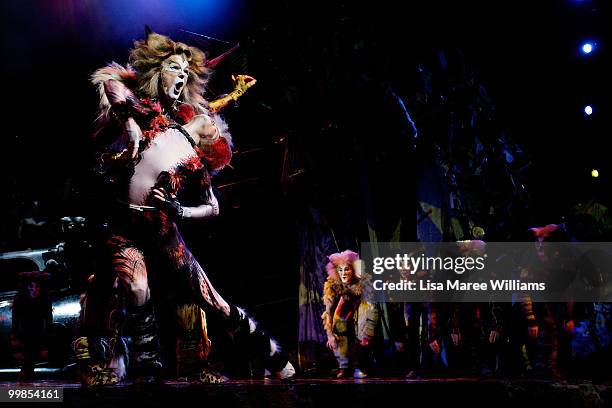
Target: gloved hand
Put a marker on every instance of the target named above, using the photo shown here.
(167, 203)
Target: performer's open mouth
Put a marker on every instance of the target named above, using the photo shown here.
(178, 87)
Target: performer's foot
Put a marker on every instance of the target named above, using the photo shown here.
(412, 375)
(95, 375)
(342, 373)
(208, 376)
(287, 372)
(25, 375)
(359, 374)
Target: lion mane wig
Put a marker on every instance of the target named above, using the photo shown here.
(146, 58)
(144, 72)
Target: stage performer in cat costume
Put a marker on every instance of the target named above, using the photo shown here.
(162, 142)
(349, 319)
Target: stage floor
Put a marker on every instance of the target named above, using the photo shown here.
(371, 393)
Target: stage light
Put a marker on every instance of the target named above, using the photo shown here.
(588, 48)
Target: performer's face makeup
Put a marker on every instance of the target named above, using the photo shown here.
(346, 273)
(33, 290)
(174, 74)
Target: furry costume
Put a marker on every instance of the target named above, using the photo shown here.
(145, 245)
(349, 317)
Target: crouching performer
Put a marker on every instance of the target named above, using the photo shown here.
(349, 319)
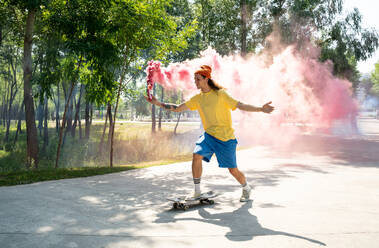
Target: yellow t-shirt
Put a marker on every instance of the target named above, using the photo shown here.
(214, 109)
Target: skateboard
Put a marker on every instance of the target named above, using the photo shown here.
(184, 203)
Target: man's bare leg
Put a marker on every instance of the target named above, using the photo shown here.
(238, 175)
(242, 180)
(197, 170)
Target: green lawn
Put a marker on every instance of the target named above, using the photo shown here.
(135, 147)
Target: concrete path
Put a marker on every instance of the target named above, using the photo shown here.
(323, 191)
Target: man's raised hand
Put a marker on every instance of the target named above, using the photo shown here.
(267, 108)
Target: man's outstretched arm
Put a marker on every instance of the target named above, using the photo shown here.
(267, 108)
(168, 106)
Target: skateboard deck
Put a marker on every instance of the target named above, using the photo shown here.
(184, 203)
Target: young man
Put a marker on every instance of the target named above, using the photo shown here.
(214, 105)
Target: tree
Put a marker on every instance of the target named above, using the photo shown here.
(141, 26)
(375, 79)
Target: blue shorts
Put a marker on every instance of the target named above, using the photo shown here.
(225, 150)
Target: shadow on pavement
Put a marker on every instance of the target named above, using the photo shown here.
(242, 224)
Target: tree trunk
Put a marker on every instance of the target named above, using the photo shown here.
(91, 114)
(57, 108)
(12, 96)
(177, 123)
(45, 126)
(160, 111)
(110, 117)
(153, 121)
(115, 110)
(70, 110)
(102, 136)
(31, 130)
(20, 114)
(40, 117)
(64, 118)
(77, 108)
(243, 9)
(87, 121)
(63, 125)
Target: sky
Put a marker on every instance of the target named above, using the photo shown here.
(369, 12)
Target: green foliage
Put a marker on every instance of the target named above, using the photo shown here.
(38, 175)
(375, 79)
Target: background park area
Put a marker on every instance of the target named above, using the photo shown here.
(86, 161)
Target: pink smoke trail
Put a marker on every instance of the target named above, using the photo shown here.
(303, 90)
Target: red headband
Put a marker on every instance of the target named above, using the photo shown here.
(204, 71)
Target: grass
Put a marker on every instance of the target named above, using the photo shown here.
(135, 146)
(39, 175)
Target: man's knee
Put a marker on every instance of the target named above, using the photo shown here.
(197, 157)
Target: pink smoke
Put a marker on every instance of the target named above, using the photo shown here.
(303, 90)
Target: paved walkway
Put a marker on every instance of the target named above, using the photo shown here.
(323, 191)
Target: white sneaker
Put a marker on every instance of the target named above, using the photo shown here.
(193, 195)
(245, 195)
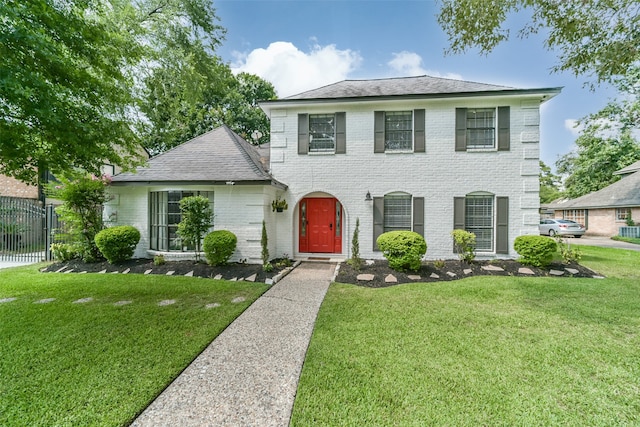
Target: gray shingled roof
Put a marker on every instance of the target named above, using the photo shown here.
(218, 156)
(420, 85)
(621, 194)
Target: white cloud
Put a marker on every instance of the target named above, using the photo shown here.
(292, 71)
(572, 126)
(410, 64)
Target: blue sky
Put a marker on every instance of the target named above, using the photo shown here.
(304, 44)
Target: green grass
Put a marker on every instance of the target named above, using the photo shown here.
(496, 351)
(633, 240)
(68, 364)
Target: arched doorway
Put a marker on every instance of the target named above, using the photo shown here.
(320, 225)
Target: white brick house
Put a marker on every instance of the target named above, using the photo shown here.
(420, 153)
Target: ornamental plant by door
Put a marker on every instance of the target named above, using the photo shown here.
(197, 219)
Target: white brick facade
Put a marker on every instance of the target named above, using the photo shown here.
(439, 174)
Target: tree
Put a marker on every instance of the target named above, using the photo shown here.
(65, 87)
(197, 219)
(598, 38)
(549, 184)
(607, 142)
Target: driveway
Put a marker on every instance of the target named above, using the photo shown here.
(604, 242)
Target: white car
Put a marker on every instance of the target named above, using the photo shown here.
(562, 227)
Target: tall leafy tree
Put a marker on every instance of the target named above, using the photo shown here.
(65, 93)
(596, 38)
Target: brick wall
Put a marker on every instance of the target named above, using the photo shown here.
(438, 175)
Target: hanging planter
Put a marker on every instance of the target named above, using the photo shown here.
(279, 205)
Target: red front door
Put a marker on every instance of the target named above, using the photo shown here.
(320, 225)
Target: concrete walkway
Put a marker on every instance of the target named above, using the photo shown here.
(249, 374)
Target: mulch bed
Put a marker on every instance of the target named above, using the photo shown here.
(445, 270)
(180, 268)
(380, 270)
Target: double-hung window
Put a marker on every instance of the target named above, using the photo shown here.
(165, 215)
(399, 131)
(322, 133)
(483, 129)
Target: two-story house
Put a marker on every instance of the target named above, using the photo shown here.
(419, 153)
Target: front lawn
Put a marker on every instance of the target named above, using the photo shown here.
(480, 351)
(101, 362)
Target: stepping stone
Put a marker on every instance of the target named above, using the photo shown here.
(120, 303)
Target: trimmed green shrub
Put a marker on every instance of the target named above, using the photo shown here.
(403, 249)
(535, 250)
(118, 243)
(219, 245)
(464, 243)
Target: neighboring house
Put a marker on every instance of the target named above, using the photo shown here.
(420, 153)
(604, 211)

◆ ◆ ◆ ◆ ◆

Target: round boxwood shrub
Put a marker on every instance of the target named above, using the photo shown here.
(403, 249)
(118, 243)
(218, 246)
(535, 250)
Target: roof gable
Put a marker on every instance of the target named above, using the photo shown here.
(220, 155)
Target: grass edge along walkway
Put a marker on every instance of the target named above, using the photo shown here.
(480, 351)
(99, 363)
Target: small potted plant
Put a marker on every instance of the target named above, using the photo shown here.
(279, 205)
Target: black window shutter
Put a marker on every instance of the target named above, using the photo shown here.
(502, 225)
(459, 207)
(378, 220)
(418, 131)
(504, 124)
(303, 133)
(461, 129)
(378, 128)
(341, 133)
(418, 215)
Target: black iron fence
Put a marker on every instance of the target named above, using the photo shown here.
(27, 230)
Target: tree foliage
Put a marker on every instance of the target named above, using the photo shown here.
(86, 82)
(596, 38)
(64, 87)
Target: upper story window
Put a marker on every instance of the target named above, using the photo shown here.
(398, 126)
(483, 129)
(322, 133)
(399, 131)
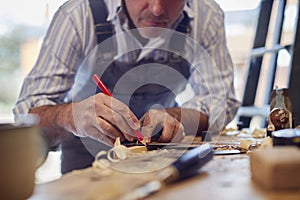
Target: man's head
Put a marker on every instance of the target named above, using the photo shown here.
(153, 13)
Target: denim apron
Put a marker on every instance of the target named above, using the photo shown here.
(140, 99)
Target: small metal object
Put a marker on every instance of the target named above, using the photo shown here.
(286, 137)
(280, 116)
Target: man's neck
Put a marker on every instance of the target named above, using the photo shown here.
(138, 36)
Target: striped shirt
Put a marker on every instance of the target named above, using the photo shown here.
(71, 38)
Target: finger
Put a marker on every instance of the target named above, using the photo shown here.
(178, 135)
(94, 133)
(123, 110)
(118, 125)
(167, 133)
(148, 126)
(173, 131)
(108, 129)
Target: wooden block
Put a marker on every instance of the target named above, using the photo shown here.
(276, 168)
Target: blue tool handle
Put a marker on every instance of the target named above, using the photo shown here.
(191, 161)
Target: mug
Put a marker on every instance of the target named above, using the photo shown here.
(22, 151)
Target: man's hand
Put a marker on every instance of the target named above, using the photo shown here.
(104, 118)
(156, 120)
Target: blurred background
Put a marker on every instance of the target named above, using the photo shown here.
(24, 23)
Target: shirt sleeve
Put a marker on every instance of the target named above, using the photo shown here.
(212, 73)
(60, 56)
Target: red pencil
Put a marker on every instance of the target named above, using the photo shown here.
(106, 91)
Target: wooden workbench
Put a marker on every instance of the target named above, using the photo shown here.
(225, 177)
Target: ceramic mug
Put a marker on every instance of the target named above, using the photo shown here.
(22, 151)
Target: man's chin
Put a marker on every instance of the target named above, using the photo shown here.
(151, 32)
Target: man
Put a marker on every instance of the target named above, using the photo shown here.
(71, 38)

◆ ◆ ◆ ◆ ◆

Count the lines in the material above that contain the string "blue", treating uppercase and lowercase letters as distinct. Give only the number.

# Correct result
3